WORK ITEM: When you reach the line containing "Identify the gray pants" in the entries below, start writing out each line exactly, and stop after the line containing "Identify the green bush".
___ SUPPLIED MATERIAL
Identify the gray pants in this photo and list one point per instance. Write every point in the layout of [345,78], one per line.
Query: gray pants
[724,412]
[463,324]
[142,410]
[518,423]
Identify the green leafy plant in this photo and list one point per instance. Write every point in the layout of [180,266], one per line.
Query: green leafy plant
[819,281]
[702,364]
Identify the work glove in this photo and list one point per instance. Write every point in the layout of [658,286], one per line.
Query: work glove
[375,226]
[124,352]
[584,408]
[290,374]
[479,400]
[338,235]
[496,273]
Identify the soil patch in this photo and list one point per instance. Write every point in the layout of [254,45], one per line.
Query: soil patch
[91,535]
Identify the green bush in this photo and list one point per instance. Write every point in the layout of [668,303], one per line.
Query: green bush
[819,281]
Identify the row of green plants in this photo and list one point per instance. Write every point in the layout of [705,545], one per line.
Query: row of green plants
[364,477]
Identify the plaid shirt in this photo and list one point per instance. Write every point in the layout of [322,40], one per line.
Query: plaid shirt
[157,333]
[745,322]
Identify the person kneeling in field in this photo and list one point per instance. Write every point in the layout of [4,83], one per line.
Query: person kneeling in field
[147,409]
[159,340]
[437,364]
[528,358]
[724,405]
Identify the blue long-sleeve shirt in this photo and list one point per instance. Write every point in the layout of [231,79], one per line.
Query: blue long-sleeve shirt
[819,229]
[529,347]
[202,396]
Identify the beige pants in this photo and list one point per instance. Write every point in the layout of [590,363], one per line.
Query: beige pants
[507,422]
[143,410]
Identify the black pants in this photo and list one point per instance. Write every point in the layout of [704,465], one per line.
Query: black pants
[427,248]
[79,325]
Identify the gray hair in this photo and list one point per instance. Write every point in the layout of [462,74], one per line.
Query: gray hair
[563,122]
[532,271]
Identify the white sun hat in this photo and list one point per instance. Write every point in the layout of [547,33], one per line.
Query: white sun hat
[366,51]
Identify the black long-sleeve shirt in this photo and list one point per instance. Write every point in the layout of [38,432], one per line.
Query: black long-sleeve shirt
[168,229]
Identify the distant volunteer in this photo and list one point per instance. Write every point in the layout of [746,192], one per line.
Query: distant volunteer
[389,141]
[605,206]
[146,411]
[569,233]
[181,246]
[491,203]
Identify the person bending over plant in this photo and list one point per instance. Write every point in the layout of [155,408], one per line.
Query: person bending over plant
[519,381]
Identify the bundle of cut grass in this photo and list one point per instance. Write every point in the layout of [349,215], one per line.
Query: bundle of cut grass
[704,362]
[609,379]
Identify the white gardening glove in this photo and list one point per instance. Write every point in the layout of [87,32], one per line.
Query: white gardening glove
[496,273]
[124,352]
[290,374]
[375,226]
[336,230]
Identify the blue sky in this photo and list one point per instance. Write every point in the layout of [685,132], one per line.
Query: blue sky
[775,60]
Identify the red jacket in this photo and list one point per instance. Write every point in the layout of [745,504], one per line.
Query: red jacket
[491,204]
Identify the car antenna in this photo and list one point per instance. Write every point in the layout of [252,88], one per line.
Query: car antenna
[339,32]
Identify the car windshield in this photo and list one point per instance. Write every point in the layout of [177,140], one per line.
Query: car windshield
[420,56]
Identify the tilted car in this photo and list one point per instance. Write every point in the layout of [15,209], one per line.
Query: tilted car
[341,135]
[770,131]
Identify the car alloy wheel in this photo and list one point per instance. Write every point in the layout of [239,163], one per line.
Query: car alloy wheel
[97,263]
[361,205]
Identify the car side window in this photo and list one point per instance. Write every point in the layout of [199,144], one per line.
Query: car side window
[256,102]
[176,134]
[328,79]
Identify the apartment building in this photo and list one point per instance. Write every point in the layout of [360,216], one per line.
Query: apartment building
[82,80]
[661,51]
______
___ SUPPLIED MATERIAL
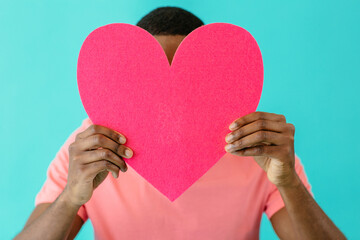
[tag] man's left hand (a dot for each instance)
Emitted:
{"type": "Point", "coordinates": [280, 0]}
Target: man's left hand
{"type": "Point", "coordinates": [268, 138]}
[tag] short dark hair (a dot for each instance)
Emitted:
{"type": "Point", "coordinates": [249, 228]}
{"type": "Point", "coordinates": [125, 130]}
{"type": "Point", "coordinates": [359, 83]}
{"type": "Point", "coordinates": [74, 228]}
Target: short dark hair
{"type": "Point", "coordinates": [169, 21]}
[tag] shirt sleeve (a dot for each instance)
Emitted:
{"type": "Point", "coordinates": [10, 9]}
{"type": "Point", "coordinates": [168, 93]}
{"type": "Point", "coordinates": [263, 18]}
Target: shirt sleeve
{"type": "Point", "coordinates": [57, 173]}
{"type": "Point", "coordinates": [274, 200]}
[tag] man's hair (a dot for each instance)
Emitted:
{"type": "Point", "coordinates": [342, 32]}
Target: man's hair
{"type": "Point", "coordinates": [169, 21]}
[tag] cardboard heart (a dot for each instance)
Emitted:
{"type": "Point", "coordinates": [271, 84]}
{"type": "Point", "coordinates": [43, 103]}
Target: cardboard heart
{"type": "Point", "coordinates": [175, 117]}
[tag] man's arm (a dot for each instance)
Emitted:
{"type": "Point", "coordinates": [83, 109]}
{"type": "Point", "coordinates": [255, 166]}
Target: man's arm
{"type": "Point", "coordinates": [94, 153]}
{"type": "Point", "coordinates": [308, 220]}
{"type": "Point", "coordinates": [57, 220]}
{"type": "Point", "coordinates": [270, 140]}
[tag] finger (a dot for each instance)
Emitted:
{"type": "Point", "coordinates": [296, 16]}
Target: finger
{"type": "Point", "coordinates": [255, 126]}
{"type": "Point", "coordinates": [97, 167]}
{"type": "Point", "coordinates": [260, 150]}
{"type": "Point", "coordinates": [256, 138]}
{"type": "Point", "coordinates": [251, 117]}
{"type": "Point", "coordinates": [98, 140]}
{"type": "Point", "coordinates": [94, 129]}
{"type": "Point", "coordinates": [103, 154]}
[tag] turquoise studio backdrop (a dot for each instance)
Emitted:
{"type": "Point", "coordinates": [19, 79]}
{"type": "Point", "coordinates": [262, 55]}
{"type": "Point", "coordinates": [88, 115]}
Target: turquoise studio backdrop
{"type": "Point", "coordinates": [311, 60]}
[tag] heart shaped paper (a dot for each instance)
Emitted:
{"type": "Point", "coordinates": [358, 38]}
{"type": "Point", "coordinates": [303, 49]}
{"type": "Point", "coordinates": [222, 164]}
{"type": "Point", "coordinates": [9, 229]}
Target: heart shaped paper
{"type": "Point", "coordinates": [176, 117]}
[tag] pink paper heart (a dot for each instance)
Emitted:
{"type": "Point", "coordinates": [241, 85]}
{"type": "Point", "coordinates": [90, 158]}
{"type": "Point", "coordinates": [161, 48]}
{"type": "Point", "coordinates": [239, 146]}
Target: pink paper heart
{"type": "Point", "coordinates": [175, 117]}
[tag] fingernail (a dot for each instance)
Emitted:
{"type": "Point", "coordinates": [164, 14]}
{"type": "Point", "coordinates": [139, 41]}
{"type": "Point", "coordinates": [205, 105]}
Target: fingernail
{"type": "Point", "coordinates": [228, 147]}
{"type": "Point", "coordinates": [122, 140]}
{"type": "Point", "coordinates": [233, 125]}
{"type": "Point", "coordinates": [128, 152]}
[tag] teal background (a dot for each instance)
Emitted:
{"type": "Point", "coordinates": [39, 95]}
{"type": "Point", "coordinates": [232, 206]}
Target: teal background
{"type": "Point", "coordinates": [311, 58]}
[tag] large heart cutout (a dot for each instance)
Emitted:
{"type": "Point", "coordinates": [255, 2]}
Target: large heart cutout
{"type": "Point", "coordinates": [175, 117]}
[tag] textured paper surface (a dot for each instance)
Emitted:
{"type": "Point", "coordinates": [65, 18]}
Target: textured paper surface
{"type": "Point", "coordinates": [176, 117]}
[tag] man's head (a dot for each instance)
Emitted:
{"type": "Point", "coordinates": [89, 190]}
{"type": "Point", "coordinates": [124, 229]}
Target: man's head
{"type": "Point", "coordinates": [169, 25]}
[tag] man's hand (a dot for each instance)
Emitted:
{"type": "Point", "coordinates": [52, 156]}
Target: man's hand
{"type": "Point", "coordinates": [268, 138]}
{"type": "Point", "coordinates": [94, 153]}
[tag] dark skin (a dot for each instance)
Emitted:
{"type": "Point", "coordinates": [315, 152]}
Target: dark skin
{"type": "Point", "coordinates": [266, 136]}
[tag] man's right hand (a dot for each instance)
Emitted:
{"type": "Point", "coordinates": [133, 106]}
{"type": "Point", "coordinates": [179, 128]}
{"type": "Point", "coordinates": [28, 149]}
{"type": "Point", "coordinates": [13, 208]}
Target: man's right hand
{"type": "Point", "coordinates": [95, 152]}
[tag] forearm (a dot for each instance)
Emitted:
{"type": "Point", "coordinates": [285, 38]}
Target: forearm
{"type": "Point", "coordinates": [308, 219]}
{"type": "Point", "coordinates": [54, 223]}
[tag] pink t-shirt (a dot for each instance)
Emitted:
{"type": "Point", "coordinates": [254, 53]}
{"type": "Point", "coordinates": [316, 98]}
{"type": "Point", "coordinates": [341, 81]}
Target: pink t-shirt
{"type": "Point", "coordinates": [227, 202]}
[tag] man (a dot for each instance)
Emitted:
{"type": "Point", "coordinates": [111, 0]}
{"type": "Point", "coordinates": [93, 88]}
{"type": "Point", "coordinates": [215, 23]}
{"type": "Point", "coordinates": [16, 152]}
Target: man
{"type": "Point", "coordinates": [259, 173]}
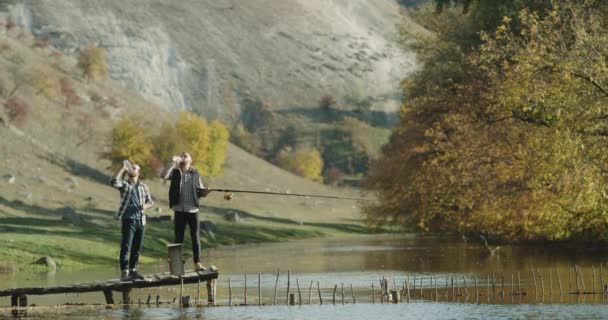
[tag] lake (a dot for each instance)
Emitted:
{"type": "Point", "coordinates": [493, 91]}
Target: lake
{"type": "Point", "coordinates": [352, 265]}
______
___ SUPPLIED MATERIAL
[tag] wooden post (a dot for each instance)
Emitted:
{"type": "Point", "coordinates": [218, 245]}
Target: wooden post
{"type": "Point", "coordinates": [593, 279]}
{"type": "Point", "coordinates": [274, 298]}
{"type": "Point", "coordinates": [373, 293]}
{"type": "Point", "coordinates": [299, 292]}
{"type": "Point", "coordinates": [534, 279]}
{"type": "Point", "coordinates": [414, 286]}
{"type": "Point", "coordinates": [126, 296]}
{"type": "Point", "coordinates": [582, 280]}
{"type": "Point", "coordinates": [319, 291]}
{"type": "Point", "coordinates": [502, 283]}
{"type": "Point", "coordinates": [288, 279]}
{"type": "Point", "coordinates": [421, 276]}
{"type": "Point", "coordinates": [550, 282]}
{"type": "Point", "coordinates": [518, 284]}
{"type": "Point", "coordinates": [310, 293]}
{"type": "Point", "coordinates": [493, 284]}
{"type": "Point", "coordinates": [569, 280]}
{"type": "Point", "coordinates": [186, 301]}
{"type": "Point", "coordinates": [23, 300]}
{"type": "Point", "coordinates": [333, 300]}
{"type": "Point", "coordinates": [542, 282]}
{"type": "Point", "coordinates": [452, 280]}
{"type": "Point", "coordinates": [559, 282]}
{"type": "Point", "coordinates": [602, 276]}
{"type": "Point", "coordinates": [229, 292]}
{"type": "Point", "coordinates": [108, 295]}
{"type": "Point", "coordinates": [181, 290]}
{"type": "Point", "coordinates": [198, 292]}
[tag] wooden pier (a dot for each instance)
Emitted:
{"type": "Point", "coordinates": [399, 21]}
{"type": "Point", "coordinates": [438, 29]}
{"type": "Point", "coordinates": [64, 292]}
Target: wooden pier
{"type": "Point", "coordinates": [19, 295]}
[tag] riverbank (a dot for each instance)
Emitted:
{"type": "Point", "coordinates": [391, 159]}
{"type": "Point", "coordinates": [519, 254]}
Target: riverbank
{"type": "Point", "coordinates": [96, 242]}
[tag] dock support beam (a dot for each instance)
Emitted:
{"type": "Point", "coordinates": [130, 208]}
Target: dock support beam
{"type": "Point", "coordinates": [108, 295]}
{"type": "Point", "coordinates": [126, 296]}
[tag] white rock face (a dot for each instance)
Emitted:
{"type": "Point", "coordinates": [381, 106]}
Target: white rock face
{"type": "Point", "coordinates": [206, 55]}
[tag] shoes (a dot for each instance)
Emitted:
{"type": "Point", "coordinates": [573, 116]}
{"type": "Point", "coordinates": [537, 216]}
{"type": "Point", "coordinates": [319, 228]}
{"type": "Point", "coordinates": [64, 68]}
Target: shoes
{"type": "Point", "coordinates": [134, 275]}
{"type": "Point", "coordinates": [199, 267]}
______
RESULT:
Identify the gray pants in this photo and list one point per instance. Write every point in the layout of [345,78], one per line.
Query: gray pants
[724,412]
[463,324]
[142,410]
[518,423]
Identify the green leafy plant in this photo and list one point per instance. Write every point in the layout of [180,266], one per line.
Query: green leafy plant
[819,281]
[702,364]
Identify the work glove in this photo and list one point per instance. Write every point in the layout of [658,286], one per line.
Query: work glove
[375,226]
[124,352]
[584,408]
[290,374]
[479,400]
[338,235]
[496,273]
Identify the soil patch in this photo and list one point per instance. Write every point in the layout of [254,45], one per line.
Query: soil patch
[91,535]
Identify the green bush in this photo and list one point per instance. Write every point in the layout of [668,303], one per line.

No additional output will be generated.